** LEESFRAGMENT **
#####

Ds. A. Jonker: verbonden met Joodse broeders en zusters
Als beginnend predikant had ds. A. Jonker „niet veel” met Israël. Dat is nu wel anders. Hij bouwde de afgelopen decennia een groot netwerk op in het land. „Ik weet de weg in Jeruzalem beter te vinden dan in Amersfoort.”
Als voorzitter van Stichting Steun Messiasbelijdende Joden kwam ds. Jonker de afgelopen twee decennia regelmatig in Israël. Bij zijn afscheidstournee kreeg hij een flinke omhelzing. „Hier zou je een ferme handdruk krijgen. Maar Joden zijn daarin wat minder afstandelijk dan wij”, aldus de hervormde predikant uit Putten.
U was voorzitter van het eerste uur. Hoe bent u bij het werk voor Stichting Steun Messiasbelijdende Joden terechtgekomen?
„Daarvoor moeten we terug naar het einde van de jaren negentig, toen ik predikant was in Nijkerk. De kerkenraad was toen nog op zoek naar een spreker voor de afsluitingsavond van de catechisatie. Ouderling Freek Bakker wist dat er een Messiasbelijdende Joodse predikant in Nederland was en hij deed het voorstel om die voorganger uit te nodigen. Dat is toen gebeurd. Na zijn lezing over de noden van de Messiasbelijdende Joden in Israël, ontstond het idee om een stichting op te richten om die groep te ondersteunen. Ik ben toen benoemd als voorzitter.”

#####

** UITGEHAALDE GEGEVENS **
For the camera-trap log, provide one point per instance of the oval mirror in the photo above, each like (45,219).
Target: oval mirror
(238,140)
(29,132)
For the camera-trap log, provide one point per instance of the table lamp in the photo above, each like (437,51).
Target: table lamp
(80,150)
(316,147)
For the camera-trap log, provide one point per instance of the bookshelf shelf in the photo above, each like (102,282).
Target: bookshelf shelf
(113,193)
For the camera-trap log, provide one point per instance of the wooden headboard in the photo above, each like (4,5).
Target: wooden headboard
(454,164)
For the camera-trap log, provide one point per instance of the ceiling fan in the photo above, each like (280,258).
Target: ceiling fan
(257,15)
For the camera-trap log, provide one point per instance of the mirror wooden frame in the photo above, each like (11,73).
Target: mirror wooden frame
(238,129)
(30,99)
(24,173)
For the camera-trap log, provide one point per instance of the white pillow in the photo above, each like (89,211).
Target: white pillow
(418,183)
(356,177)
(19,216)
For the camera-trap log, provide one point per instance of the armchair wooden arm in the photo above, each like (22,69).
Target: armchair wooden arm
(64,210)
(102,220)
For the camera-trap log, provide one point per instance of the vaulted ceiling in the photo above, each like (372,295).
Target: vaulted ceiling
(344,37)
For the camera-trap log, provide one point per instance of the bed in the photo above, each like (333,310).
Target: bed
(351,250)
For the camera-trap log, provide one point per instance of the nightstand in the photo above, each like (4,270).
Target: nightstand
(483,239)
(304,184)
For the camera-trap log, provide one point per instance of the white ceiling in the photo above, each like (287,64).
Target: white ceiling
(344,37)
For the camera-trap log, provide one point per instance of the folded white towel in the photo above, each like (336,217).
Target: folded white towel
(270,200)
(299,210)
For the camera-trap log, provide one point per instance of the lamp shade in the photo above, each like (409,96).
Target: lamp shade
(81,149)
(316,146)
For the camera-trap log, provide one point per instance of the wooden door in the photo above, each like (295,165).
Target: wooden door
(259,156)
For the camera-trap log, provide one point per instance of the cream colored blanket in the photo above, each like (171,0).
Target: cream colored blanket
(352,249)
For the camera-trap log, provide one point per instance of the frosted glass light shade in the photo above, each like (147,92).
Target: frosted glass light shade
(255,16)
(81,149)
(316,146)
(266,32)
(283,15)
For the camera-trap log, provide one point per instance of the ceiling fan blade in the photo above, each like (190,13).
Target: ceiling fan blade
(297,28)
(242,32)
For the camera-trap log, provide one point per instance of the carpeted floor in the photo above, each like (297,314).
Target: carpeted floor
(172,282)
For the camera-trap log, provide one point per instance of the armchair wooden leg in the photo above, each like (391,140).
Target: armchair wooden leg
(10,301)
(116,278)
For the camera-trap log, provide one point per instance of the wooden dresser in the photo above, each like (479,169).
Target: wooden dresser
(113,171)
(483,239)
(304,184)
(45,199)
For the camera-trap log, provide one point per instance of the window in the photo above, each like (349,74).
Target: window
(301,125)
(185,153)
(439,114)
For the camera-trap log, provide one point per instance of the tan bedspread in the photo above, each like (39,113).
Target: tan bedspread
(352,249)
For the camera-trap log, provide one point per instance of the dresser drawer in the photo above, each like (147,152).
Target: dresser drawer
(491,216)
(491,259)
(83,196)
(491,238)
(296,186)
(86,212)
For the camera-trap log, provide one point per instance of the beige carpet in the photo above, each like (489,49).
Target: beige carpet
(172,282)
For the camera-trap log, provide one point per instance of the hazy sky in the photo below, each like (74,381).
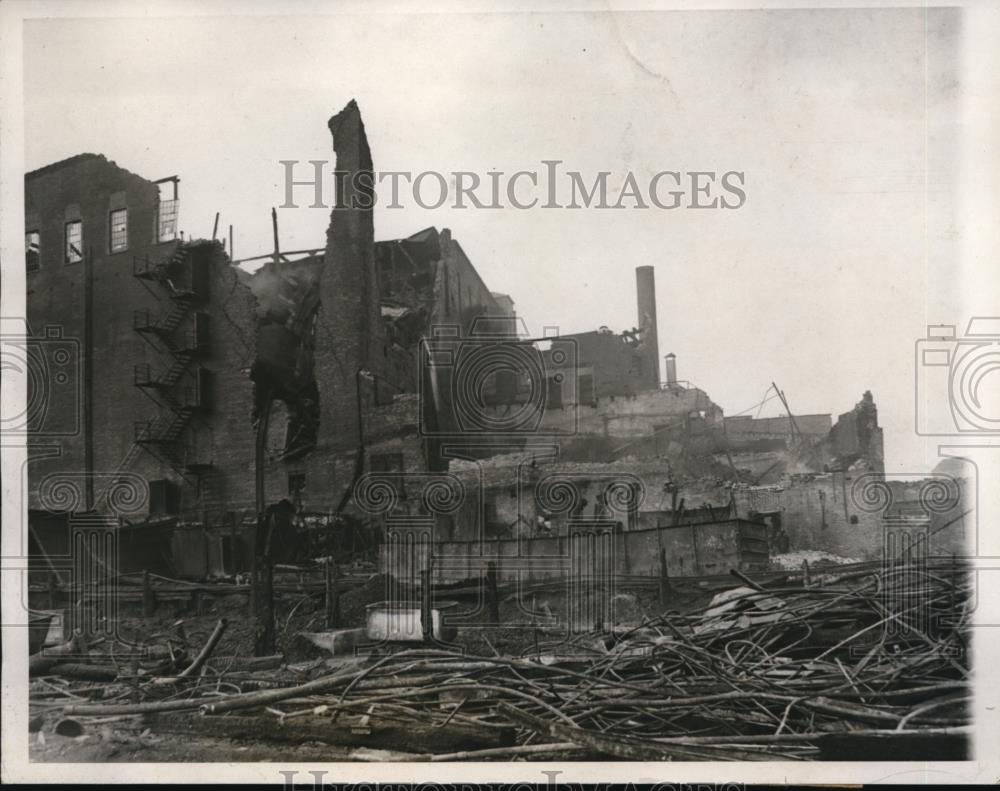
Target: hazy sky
(846,124)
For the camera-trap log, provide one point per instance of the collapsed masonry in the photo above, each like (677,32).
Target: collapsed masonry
(341,352)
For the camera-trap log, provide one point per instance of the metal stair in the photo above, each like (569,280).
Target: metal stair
(164,436)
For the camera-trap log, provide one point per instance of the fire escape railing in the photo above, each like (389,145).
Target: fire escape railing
(165,436)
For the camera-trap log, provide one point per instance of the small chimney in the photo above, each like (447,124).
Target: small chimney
(645,284)
(671,364)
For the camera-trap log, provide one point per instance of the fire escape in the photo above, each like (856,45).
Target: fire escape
(180,335)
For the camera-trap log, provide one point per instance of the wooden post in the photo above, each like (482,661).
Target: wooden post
(491,592)
(664,580)
(148,597)
(426,615)
(332,595)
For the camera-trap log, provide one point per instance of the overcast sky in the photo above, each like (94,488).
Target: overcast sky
(847,124)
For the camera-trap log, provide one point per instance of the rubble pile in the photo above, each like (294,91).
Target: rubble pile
(873,658)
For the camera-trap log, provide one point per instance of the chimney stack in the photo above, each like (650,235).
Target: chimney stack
(671,365)
(645,284)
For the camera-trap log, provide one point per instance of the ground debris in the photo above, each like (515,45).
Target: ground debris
(875,655)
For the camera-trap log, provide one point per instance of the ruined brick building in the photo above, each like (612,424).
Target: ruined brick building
(162,361)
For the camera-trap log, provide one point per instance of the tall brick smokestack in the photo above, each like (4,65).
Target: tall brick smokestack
(645,285)
(349,327)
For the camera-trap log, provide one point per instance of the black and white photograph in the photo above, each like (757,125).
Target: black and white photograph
(581,391)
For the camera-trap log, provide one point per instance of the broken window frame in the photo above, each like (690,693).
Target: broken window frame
(296,484)
(73,248)
(117,237)
(32,251)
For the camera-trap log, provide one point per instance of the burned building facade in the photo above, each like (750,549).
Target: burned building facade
(227,386)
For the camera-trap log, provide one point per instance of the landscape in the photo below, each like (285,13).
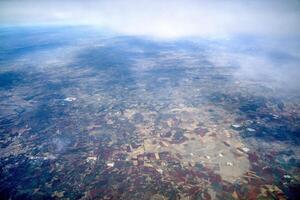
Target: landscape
(89,113)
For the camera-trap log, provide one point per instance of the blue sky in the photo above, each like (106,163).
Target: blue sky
(167,18)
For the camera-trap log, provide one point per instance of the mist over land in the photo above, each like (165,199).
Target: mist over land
(149,99)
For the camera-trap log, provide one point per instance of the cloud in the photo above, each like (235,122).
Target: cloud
(168,18)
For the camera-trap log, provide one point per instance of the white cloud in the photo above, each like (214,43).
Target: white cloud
(168,18)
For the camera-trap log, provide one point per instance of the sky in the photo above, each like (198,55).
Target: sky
(161,18)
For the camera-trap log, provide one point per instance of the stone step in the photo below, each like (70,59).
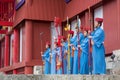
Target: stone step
(59,77)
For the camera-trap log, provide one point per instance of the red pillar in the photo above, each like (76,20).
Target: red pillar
(16,49)
(28,46)
(6,56)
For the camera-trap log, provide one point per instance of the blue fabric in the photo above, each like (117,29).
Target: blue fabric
(64,60)
(75,59)
(46,59)
(98,53)
(84,68)
(59,71)
(53,60)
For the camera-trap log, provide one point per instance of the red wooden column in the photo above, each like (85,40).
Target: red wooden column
(6,56)
(28,46)
(16,49)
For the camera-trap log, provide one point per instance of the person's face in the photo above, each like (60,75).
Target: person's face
(85,33)
(96,24)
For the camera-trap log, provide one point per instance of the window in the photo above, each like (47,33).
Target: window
(98,12)
(22,41)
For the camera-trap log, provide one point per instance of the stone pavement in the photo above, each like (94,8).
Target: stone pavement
(59,77)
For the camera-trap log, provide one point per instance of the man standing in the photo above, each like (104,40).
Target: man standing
(98,50)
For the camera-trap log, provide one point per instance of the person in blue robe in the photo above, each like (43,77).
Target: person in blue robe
(54,53)
(64,55)
(84,46)
(46,59)
(72,39)
(59,60)
(78,39)
(98,50)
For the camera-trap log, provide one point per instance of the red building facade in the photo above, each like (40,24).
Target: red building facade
(20,48)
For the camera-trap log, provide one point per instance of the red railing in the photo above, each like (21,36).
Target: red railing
(6,12)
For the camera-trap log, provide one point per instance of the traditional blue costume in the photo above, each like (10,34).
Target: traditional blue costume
(64,57)
(53,60)
(75,63)
(98,52)
(46,59)
(84,68)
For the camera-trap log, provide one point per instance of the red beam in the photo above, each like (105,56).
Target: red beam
(6,23)
(6,0)
(3,31)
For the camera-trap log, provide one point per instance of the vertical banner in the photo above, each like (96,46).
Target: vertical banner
(19,3)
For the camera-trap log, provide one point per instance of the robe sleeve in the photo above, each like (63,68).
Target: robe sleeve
(98,37)
(85,46)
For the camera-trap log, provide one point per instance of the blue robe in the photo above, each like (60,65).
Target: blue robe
(72,40)
(53,60)
(84,68)
(46,59)
(98,52)
(64,48)
(75,61)
(59,71)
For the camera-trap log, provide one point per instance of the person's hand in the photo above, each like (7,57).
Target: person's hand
(41,53)
(69,44)
(90,37)
(78,46)
(73,48)
(92,42)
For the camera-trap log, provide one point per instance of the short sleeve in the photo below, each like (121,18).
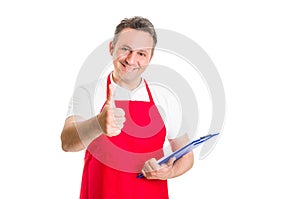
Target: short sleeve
(81,103)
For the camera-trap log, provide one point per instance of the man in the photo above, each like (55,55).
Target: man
(126,136)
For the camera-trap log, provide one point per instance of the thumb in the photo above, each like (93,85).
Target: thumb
(110,99)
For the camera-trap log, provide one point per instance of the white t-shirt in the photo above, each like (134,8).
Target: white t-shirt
(88,100)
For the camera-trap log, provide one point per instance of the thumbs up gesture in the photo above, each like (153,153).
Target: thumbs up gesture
(111,119)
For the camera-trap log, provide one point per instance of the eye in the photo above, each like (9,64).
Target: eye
(125,49)
(142,54)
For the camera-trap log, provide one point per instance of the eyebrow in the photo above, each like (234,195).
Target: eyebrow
(139,49)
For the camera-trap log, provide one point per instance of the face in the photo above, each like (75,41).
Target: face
(131,55)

#####

** SCHRIFTELIJKE OPDRACHTEN **
**1.** Verzamel alle regels uit de lijst waarin de tekenreeks "hand" voorkomt. Let op: hoofdletters en kleine letters maken verschil.
**2.** Breid het interview met ds. Jonker uit met een vervolg dat direct aansluit op de laatste zin.
Het interview met ds. Jonker en de lijst hebben niets met elkaar te maken.

** RESULTATEN PER OPDRACHT **
**1.**
For the camera-trap log, provide one point per instance of the person's hand in the photo above, each like (7,57).
Target: person's hand

**2.**
Had u toen al iets met ‘Israël’?
„Ik was een aantal keer in Israël geweest als reisleider. Maar ik had nog nooit een Messiasbelijdende Jood ontmoet. Dat is ook niet heel verwonderlijk, omdat er toentertijd zo’n vijfduizend in Israël woonden. Die moet je dan ook maar net tegenkomen. Maar als er nu mensen naar Israël gaan, raad ik ze altijd aan om bij Messiasbelijdende Joden langs te gaan.”
Hoe komt het volgens u dat christenen zo weinig contact zoeken met Messiasbelijdende Joden?
„Deels doordat de vervangingstheologie in Nederland opgeld heeft gedaan. Maar ook doordat het in Israël lastig is om zowel contact te hebben met Messiasbelijdende Joden als met rabbi’s uit de synagoge.”
Waarom hebben Messiasbelijdende Joden steun nodig?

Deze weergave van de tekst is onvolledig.